begin EXCERPTED DATA
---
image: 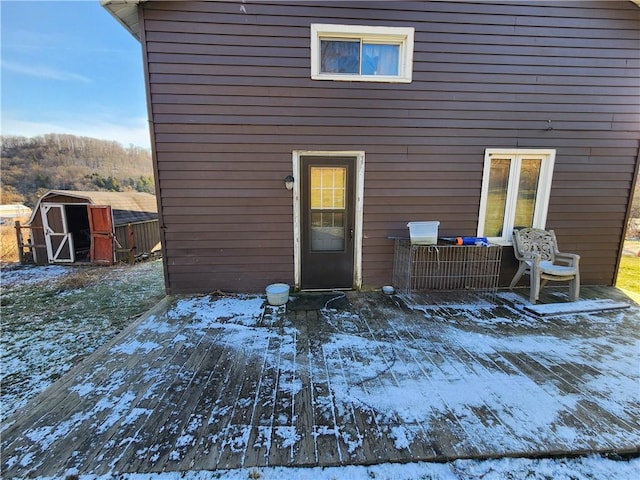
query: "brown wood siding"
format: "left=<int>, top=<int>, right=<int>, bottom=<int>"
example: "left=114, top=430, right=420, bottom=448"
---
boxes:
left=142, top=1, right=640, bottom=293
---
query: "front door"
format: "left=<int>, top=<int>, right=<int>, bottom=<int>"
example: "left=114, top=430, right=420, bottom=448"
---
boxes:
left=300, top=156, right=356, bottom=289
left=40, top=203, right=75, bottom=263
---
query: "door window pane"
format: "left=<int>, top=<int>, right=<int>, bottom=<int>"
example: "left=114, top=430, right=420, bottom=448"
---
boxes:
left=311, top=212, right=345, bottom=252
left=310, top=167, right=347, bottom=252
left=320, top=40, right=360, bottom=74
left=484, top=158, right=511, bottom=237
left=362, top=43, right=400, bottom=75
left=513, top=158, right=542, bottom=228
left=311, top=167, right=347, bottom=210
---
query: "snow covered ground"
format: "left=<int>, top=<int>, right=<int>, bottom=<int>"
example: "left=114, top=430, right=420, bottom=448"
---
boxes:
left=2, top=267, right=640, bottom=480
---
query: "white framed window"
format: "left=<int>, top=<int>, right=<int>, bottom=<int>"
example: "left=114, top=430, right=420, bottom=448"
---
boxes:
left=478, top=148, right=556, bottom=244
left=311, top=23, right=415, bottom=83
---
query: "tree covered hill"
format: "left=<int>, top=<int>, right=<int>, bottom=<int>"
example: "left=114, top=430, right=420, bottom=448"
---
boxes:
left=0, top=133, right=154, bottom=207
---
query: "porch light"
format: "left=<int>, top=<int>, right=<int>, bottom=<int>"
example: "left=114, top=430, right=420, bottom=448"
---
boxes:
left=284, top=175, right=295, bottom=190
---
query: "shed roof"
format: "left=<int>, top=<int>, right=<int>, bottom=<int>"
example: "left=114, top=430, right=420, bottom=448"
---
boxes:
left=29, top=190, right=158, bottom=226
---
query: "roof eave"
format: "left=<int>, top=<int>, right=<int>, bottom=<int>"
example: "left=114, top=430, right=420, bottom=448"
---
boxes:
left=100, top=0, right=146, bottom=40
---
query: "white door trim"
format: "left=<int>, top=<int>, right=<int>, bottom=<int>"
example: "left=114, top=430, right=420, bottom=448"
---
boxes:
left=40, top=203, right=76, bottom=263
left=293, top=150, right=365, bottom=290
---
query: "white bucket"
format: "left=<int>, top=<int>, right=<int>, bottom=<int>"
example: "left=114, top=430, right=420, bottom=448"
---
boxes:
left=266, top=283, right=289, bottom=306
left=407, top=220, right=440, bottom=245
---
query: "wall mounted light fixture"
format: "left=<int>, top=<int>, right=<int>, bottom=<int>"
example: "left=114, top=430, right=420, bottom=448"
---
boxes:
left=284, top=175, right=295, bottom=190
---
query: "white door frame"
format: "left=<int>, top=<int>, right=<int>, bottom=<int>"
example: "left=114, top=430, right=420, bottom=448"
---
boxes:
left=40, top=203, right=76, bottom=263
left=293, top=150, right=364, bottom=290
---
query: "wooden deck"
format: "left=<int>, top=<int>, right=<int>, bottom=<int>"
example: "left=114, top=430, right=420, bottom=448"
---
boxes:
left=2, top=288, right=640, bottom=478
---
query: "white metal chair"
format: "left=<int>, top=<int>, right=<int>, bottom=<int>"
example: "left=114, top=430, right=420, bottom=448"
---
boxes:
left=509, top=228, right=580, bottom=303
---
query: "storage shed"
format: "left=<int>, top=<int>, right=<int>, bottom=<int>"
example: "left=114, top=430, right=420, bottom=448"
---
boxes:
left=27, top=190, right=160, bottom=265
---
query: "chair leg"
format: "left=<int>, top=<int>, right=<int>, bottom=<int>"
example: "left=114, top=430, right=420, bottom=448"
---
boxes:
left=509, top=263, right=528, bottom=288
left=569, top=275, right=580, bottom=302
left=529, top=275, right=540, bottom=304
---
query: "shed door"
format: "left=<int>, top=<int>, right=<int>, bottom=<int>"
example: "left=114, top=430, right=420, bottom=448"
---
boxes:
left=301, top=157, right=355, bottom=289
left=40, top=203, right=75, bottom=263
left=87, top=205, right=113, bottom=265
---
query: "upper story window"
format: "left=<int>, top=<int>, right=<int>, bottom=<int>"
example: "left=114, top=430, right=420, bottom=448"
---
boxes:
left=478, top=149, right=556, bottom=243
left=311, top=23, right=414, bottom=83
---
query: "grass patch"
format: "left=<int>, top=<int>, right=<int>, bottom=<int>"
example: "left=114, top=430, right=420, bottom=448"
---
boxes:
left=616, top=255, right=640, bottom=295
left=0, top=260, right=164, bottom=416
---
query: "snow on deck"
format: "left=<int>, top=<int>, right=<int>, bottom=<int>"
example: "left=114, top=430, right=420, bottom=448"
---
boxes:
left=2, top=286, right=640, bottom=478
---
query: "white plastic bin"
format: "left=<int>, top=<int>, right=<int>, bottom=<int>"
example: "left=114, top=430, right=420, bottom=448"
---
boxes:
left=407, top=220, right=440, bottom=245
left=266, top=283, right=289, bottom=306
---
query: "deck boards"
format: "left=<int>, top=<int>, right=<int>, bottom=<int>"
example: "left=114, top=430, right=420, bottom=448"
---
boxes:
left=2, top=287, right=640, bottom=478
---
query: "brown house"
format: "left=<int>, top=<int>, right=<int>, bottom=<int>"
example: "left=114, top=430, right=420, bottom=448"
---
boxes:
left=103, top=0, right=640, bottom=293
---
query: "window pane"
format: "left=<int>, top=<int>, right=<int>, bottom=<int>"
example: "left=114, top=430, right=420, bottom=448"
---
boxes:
end EXCERPTED DATA
Switch each "query" in the items above to "label" and write all the items out again with nothing else changed. Leave the pictures out.

---
image: 
label: "brown wood siding"
format: "left=<int>, top=<int>, right=<int>, bottom=<int>"
example: "left=114, top=430, right=420, bottom=448"
---
boxes:
left=142, top=1, right=640, bottom=293
---
label: "front door"
format: "left=<int>, top=<int>, right=<int>, bottom=<int>"
example: "left=114, top=430, right=420, bottom=448"
---
boxes:
left=300, top=156, right=356, bottom=289
left=40, top=203, right=75, bottom=263
---
label: "door window pane"
format: "left=<int>, top=<int>, right=<int>, bottom=<int>"
example: "left=114, top=430, right=420, bottom=448"
---
boxes:
left=311, top=212, right=345, bottom=252
left=310, top=167, right=347, bottom=252
left=320, top=40, right=360, bottom=74
left=484, top=158, right=511, bottom=237
left=362, top=43, right=400, bottom=75
left=513, top=158, right=542, bottom=228
left=311, top=167, right=347, bottom=210
---
label: "snow covered ground"
format: "left=<int>, top=<int>, right=<int>, bottom=<int>"
example: "left=114, top=430, right=420, bottom=448"
---
boxes:
left=2, top=267, right=640, bottom=480
---
label: "white framed window"
format: "left=<int>, top=<int>, right=<int>, bottom=<int>"
example: "left=114, top=430, right=420, bottom=448"
---
boxes:
left=478, top=148, right=556, bottom=244
left=311, top=23, right=415, bottom=83
---
label: "tree covered hill"
format: "left=<int>, top=<int>, right=<int>, bottom=<int>"
example: "left=114, top=430, right=420, bottom=448"
---
boxes:
left=0, top=133, right=154, bottom=207
---
label: "porch light"
format: "left=<int>, top=<int>, right=<int>, bottom=<int>"
example: "left=114, top=430, right=420, bottom=448"
---
boxes:
left=284, top=175, right=295, bottom=190
---
label: "shed roof"
format: "left=<int>, top=<int>, right=<int>, bottom=<int>"
example: "left=114, top=430, right=420, bottom=448"
---
boxes:
left=29, top=190, right=158, bottom=226
---
label: "roof eave"
format: "left=<int>, top=<int>, right=<int>, bottom=<int>"
example: "left=114, top=430, right=420, bottom=448"
---
boxes:
left=100, top=0, right=146, bottom=40
---
label: "white door trim"
format: "left=<int>, top=<int>, right=<int>, bottom=<int>"
example: "left=114, top=430, right=420, bottom=448"
---
boxes:
left=40, top=203, right=76, bottom=263
left=293, top=150, right=365, bottom=290
---
label: "white bucket"
format: "left=<int>, top=<int>, right=<int>, bottom=<int>"
example: "left=114, top=430, right=420, bottom=448"
---
boxes:
left=266, top=283, right=289, bottom=306
left=407, top=220, right=440, bottom=245
---
label: "wall mounted light fixture"
format: "left=<int>, top=<int>, right=<int>, bottom=<int>"
example: "left=114, top=430, right=420, bottom=448"
---
boxes:
left=284, top=175, right=295, bottom=190
---
label: "white door frame"
format: "left=<int>, top=<int>, right=<int>, bottom=<int>"
example: "left=114, top=430, right=420, bottom=448"
---
boxes:
left=40, top=203, right=76, bottom=263
left=293, top=150, right=364, bottom=290
---
label: "wooden deck"
format: "left=<int>, top=<int>, right=<int>, bottom=<int>"
example: "left=114, top=430, right=420, bottom=448"
---
boxes:
left=2, top=288, right=640, bottom=478
---
label: "white metal chair"
format: "left=<int>, top=<int>, right=<int>, bottom=<int>"
example: "left=114, top=430, right=420, bottom=448"
---
boxes:
left=509, top=228, right=580, bottom=303
---
label: "storage shed"
format: "left=<int>, top=<int>, right=<int>, bottom=<int>"
example: "left=114, top=430, right=420, bottom=448"
---
boxes:
left=27, top=190, right=160, bottom=265
---
label: "chair leg"
format: "left=<int>, top=<int>, right=<int>, bottom=<int>"
example: "left=114, top=430, right=420, bottom=448"
---
boxes:
left=509, top=263, right=528, bottom=288
left=569, top=275, right=580, bottom=302
left=529, top=275, right=540, bottom=304
---
label: "shed door"
format: "left=<int>, top=<int>, right=<int>, bottom=<int>"
example: "left=114, top=430, right=420, bottom=448"
---
boxes:
left=301, top=157, right=355, bottom=289
left=40, top=203, right=75, bottom=263
left=87, top=205, right=113, bottom=265
---
label: "upper story window"
format: "left=<int>, top=<int>, right=<int>, bottom=<int>"
example: "left=114, top=430, right=420, bottom=448"
---
boxes:
left=478, top=149, right=556, bottom=243
left=311, top=23, right=414, bottom=83
---
label: "grass patch"
format: "left=<int>, top=<int>, right=<int>, bottom=<int>"
example: "left=114, top=430, right=420, bottom=448"
---
boxes:
left=616, top=255, right=640, bottom=295
left=0, top=260, right=164, bottom=416
---
label: "snow on deck"
format: "left=<int>, top=<int>, right=<int>, bottom=<int>"
example: "left=114, top=430, right=420, bottom=448"
---
boxes:
left=2, top=286, right=640, bottom=478
---
label: "white plastic bin"
format: "left=<int>, top=<int>, right=<int>, bottom=<int>"
example: "left=114, top=430, right=420, bottom=448"
---
boxes:
left=407, top=220, right=440, bottom=245
left=266, top=283, right=289, bottom=306
---
label: "deck boards"
format: "left=<int>, top=<int>, right=<int>, bottom=<int>"
example: "left=114, top=430, right=420, bottom=448"
---
boxes:
left=2, top=287, right=640, bottom=478
---
label: "brown house"
format: "left=<int>, top=<int>, right=<int>, bottom=<int>"
example: "left=114, top=430, right=420, bottom=448"
---
boxes:
left=103, top=0, right=640, bottom=293
---
label: "window pane"
format: "left=<int>, top=<int>, right=<int>, bottom=<int>"
example: "left=114, top=430, right=420, bottom=448"
---
boxes:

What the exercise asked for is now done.